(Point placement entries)
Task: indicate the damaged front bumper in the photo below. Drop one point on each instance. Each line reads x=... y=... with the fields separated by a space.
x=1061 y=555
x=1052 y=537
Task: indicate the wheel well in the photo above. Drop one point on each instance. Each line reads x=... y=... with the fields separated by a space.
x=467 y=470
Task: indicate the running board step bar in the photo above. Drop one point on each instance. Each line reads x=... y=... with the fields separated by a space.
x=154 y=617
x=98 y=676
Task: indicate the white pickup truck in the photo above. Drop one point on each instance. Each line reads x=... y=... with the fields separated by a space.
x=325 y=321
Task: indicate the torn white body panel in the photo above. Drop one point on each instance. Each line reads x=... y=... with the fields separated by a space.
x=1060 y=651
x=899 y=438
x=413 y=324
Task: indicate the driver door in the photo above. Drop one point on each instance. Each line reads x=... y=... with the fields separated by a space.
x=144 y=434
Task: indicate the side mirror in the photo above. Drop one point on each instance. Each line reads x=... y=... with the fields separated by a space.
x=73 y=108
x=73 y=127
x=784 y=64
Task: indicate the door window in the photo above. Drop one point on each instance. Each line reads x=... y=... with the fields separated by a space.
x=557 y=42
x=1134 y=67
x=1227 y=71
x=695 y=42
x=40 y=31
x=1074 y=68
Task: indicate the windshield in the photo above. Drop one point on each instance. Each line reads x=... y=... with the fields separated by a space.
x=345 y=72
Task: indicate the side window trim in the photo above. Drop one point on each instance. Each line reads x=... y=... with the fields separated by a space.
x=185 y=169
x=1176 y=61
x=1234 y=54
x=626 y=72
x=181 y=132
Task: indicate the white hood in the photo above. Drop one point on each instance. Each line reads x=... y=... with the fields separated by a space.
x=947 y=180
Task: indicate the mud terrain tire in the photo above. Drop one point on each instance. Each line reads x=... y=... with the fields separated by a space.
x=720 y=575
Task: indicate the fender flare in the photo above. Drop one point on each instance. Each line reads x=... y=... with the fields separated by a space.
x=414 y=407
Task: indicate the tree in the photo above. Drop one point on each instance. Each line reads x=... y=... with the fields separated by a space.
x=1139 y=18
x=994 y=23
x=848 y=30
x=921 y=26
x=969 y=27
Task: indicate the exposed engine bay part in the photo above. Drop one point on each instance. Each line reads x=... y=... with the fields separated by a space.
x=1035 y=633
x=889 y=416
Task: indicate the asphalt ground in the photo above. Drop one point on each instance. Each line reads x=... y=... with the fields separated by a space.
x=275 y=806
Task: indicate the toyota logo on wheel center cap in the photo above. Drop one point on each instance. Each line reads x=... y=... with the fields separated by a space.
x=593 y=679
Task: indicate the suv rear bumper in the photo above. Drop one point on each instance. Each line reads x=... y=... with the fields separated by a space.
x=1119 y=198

### What is required
Format the part of the entries that opens with the line containing "Task: indicate the side window" and closes with the line containing "x=414 y=407" as a Markdown table with the columns Row and Line, numbering each line and leaving out blank lines.

### Solution for this problem
| Row | Line |
|---|---|
| 1 | Task: indicate the side window trim in the photo above. Drop one point on each instance. Each line reads x=... y=... with the fields separated by a space. |
| 2 | x=185 y=169 |
| 3 | x=1176 y=61 |
| 4 | x=1234 y=54 |
| 5 | x=626 y=72 |
| 6 | x=181 y=132 |
| 7 | Task: indicate the white hood in the photo above. Drop one point on each instance. Each line reads x=... y=... with the fields separated by a space. |
| 8 | x=947 y=180 |
| 9 | Task: indicate the mud terrain tire in the photo above. Drop one point on each instance. Each line reads x=... y=... with the fields separated by a space. |
| 10 | x=720 y=575 |
| 11 | Task: indicate the fender flare in the photo above. Drop one point on each instance. Each line reads x=... y=... with the fields separated by a space. |
| 12 | x=414 y=407 |